* **List of tasks**:
**1)** In the article about former child stars, shorten the paragraph beginning "It shouldn't be surprising" while keeping its main facts.
**2)** Extend the article about former child stars onward from its final sentence.

* **Text section**:
11 Former Child Stars Who Left Hollywood for Years and Came Back
SOME OF THEM THOUGHT THEY WOULD NEVER ACT AGAIN.
It shouldn't be surprising that many child actors don't stick to that career path forever. After all, plenty of us grow out of the things we loved as kids when we grow up. But while plenty former young stars left Hollywood forever and never looked back, others took a lengthy break and then returned—older, wiser, and in some cases, even more successful. Read on to find out why 11 former kid performers walked away from the business that made them famous, as well as why they were persuaded to make a comeback.
RELATED: '80s Child Actors Who Quit Hollywood and Why.
Dia Dipasupil/Getty Images for New York Comic Con
Ben Savage, like his brother Fred, became famous when he was just a kid. He first played the role of Cory Matthews in Boy Meets World from the ages of 13 to 20, then took a break from acting to further his education. (Among other things! TV Guide reported that he and his dad, Lewis Savage, followed Bruce Springsteen on tour together one summer.)
"I was really focused on going to college. I had gotten into Stanford two years earlier, but had to defer," he told Rolling Stone in 2014. "When the show ended I was tunnel-visioned about going to college and being a normal kid for awhile."

* **Extracted records**:
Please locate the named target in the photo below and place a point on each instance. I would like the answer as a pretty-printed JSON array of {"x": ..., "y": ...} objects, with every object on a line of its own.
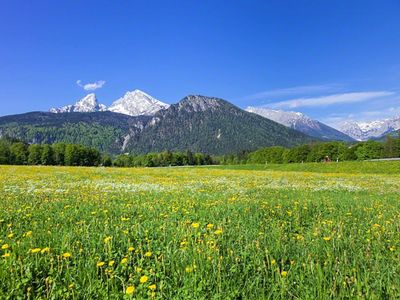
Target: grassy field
[{"x": 303, "y": 231}]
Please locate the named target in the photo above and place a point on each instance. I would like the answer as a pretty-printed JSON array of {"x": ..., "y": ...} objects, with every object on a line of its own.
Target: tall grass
[{"x": 198, "y": 233}]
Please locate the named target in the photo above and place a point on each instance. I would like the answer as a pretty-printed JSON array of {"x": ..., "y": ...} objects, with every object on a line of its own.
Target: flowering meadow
[{"x": 199, "y": 233}]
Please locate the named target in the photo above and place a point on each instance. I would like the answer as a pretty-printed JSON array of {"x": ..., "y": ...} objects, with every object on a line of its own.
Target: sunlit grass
[{"x": 198, "y": 233}]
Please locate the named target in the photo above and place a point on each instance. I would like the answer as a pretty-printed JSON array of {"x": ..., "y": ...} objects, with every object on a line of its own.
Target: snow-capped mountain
[
  {"x": 86, "y": 104},
  {"x": 301, "y": 122},
  {"x": 137, "y": 103},
  {"x": 363, "y": 131}
]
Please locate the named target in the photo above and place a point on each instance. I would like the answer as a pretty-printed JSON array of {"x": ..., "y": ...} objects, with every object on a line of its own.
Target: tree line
[
  {"x": 19, "y": 153},
  {"x": 15, "y": 152},
  {"x": 164, "y": 159},
  {"x": 318, "y": 152}
]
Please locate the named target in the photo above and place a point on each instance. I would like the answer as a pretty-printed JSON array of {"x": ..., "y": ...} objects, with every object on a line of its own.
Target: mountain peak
[
  {"x": 86, "y": 104},
  {"x": 363, "y": 131},
  {"x": 137, "y": 102},
  {"x": 300, "y": 122}
]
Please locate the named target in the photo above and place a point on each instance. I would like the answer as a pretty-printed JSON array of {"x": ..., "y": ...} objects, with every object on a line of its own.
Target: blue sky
[{"x": 332, "y": 60}]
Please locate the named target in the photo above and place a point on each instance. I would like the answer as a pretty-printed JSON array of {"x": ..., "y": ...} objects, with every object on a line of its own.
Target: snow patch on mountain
[
  {"x": 137, "y": 103},
  {"x": 363, "y": 131},
  {"x": 300, "y": 122},
  {"x": 86, "y": 104}
]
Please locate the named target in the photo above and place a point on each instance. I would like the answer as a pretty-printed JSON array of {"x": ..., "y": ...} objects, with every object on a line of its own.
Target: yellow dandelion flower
[
  {"x": 100, "y": 264},
  {"x": 44, "y": 250},
  {"x": 130, "y": 290},
  {"x": 188, "y": 269},
  {"x": 124, "y": 260},
  {"x": 144, "y": 279}
]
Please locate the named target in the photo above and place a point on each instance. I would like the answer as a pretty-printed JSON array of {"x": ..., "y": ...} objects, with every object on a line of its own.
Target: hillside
[
  {"x": 197, "y": 123},
  {"x": 102, "y": 130},
  {"x": 211, "y": 125}
]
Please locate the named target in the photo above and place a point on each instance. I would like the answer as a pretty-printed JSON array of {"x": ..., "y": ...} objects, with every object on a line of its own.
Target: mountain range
[
  {"x": 135, "y": 103},
  {"x": 363, "y": 131},
  {"x": 139, "y": 123},
  {"x": 302, "y": 123},
  {"x": 196, "y": 123}
]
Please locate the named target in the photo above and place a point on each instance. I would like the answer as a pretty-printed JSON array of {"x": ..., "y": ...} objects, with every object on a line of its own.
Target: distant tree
[
  {"x": 34, "y": 154},
  {"x": 72, "y": 155},
  {"x": 390, "y": 147},
  {"x": 47, "y": 155},
  {"x": 369, "y": 150},
  {"x": 59, "y": 153},
  {"x": 18, "y": 153},
  {"x": 4, "y": 152},
  {"x": 106, "y": 160}
]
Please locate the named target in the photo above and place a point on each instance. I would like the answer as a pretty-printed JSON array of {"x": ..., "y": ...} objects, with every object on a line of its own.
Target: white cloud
[
  {"x": 91, "y": 86},
  {"x": 297, "y": 90},
  {"x": 331, "y": 99},
  {"x": 337, "y": 120}
]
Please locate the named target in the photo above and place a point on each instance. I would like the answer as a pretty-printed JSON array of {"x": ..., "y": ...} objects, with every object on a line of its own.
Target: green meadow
[{"x": 298, "y": 231}]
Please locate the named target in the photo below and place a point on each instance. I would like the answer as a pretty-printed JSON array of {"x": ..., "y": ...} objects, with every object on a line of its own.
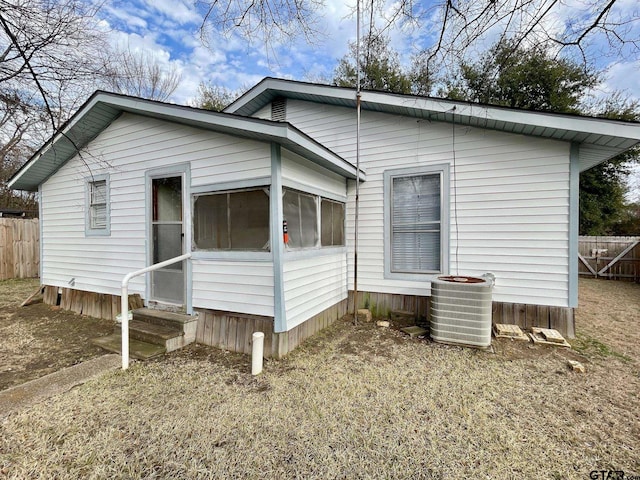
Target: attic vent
[{"x": 279, "y": 110}]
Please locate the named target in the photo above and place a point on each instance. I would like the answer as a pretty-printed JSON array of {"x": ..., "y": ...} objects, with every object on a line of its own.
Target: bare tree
[
  {"x": 580, "y": 30},
  {"x": 49, "y": 61},
  {"x": 139, "y": 73},
  {"x": 214, "y": 97},
  {"x": 263, "y": 21}
]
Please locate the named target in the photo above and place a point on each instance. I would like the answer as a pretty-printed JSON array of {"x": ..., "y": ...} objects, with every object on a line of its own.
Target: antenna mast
[{"x": 355, "y": 241}]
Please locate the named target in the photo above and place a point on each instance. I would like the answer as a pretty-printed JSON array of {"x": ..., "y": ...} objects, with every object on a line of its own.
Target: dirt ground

* **Answers to the tasks**:
**1)** Many child actors leave acting, much as people outgrow childhood interests. Some quit Hollywood for good, but others took a long break and returned older, wiser, and sometimes more successful. The piece looks at why 11 former kid performers walked away and why they came back.

**2)**
After graduating with a degree in political science, Savage continued to act here and there before reprising his role as Cory in the spinoff, Girl Meets World. After the series finale aired in 2017, Savage scored roles in shows including Criminal Minds and, most recently, played Nathaniel Kibby in the Lifetime movie Girl in the Shed.
Jason Mendez/Getty Images
Though Mayim Bialik appeared in hit shows like Webster and The Facts of Life in the late '80s, her big break came when she played the title role in Blossom as a teen. She took a step back from on-camera acting for most of the '90s, though she did do some voice acting in shows including Recess and Lloyd in Space. However, also during that time, Bialik earned a Bachelor's Degree in neuroscience from UCLA, later returning to receive her doctorate.
So why did Bialik decide to make a comeback, even starring in one of the biggest sitcoms in history? She explained to ABC News in 2017 that she needed insurance—it was that simple.
"The true story is I was running out of health insurance and figured if I could even get a couple of acting jobs here and there, and if it's enough to get you your Screen Actors Guild AFTRA health insurance, we would at least have insurance," she said. "My then-husband was still working on his master's degree. I was teaching neuroscience for about five years. And I was not expecting to be a full-time actor. But this show called The Big Bang Theory brought me on."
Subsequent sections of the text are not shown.